* [Instructions for the task]: Exactly reproduce the lines from the line containing "Task: a point for each instance of the water" to the end of the data below, inclusive, and nothing else.

* [Record excerpts]:
>> start
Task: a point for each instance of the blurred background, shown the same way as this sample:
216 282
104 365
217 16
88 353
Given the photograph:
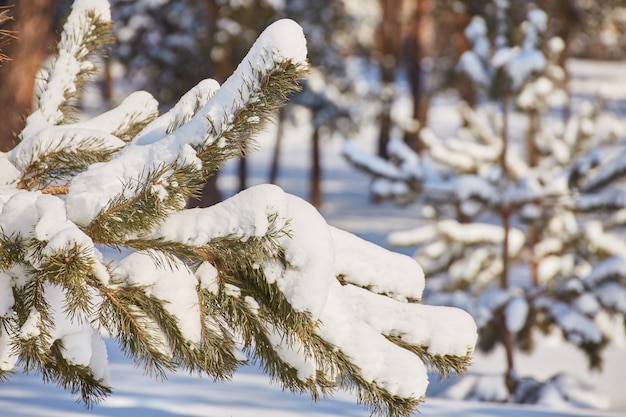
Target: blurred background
419 85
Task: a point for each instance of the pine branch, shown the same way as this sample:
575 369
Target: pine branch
444 365
267 93
380 401
127 314
71 269
144 203
79 379
83 33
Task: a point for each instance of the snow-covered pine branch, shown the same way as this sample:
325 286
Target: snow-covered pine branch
95 240
517 220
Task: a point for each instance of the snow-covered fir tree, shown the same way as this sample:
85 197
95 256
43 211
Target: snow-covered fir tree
95 242
524 231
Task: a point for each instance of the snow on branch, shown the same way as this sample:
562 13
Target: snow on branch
259 277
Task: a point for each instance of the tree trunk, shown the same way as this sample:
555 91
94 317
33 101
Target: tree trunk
243 173
507 339
387 55
417 46
32 25
316 169
531 157
273 177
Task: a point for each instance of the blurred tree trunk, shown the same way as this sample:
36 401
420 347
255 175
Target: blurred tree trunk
316 169
273 177
33 26
210 193
388 41
418 45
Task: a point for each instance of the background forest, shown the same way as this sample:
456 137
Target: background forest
463 116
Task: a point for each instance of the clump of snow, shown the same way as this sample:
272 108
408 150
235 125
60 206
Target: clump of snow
349 317
167 279
90 191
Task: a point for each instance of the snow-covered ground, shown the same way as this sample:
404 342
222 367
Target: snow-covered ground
346 205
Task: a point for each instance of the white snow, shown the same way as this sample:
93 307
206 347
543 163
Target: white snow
90 191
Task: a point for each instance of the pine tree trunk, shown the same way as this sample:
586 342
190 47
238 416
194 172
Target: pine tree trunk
243 173
316 169
416 50
507 340
388 46
531 156
33 27
273 177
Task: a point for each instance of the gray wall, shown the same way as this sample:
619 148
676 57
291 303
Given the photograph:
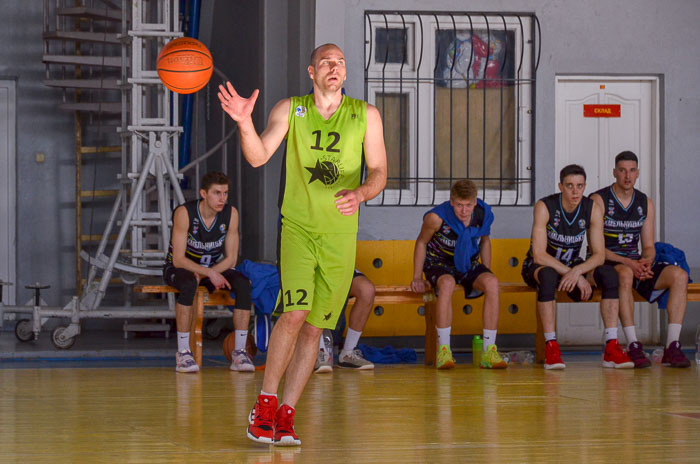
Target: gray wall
578 37
46 191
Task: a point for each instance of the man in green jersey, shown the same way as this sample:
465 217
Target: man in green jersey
327 133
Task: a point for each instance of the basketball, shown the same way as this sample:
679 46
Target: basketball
230 344
184 65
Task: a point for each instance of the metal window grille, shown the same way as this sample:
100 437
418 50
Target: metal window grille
456 93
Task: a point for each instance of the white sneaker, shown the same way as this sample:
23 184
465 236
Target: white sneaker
324 362
354 360
184 362
241 361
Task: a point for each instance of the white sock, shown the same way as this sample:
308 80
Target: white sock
489 338
673 333
351 339
241 337
183 341
630 334
610 334
444 336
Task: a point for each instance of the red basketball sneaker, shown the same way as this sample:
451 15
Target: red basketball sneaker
552 356
284 427
615 357
262 419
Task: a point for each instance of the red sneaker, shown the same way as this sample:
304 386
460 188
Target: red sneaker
552 356
262 419
636 354
613 356
674 357
284 427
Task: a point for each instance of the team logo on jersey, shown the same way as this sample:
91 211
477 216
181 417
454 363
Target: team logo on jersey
328 170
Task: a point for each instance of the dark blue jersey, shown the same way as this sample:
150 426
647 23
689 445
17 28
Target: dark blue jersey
622 226
566 231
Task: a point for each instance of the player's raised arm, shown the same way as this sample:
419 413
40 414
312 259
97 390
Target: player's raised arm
257 149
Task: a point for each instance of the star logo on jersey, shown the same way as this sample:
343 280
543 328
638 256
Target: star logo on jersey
327 171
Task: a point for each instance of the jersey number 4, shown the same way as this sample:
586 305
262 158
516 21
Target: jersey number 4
331 148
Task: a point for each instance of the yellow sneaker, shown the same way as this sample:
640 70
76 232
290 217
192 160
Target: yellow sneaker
444 358
490 359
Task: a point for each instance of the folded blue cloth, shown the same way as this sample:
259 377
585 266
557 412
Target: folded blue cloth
388 355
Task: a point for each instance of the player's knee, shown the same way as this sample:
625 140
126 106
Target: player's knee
606 279
490 283
625 277
548 279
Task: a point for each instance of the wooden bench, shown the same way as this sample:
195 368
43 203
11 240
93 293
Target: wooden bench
202 298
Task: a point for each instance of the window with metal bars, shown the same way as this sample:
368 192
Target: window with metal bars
456 94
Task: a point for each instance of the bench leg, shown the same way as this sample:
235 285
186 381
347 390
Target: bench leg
539 339
196 329
430 332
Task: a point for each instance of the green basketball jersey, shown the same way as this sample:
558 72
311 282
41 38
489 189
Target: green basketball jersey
322 158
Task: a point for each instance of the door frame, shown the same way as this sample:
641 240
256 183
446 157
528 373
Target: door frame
655 148
9 166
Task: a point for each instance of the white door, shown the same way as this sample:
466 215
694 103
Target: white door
626 118
7 189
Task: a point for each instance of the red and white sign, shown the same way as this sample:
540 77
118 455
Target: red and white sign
601 111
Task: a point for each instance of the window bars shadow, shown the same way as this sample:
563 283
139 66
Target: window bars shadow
456 93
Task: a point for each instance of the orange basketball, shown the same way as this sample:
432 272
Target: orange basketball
184 65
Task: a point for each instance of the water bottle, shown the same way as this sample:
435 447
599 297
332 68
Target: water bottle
477 350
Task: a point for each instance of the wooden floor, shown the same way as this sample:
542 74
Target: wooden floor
405 413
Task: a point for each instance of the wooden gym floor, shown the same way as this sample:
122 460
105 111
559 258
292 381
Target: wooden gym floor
404 413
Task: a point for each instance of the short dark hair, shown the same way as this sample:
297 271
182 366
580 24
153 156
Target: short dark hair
312 59
571 170
626 156
213 178
464 190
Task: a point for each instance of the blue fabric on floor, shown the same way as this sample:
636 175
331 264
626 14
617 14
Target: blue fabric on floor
388 355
>> end
* [Problem solution]:
Task: a point for each instance of the water bottle, shown the same way as this sample:
435 447
599 297
332 68
Target: water bottle
477 350
Task: a point for each instance of the wooden floor, shown the same way as this sample:
542 74
Target: wooden floor
405 413
Task: a point for each instance of the wooden gym floor, shown the same way as this sample:
122 460
105 111
559 258
292 381
Target: wooden gym floor
404 413
Task: a point for each instance of the short dark hair, shown the same way as this sample:
297 271
182 366
580 24
153 156
Target: short dark hair
312 59
571 170
626 156
213 178
464 190
Task: a point for each instance of the blue fabric on floor, shown the same way as this sample:
636 175
331 264
626 14
617 14
Target: blue fabric on floor
388 355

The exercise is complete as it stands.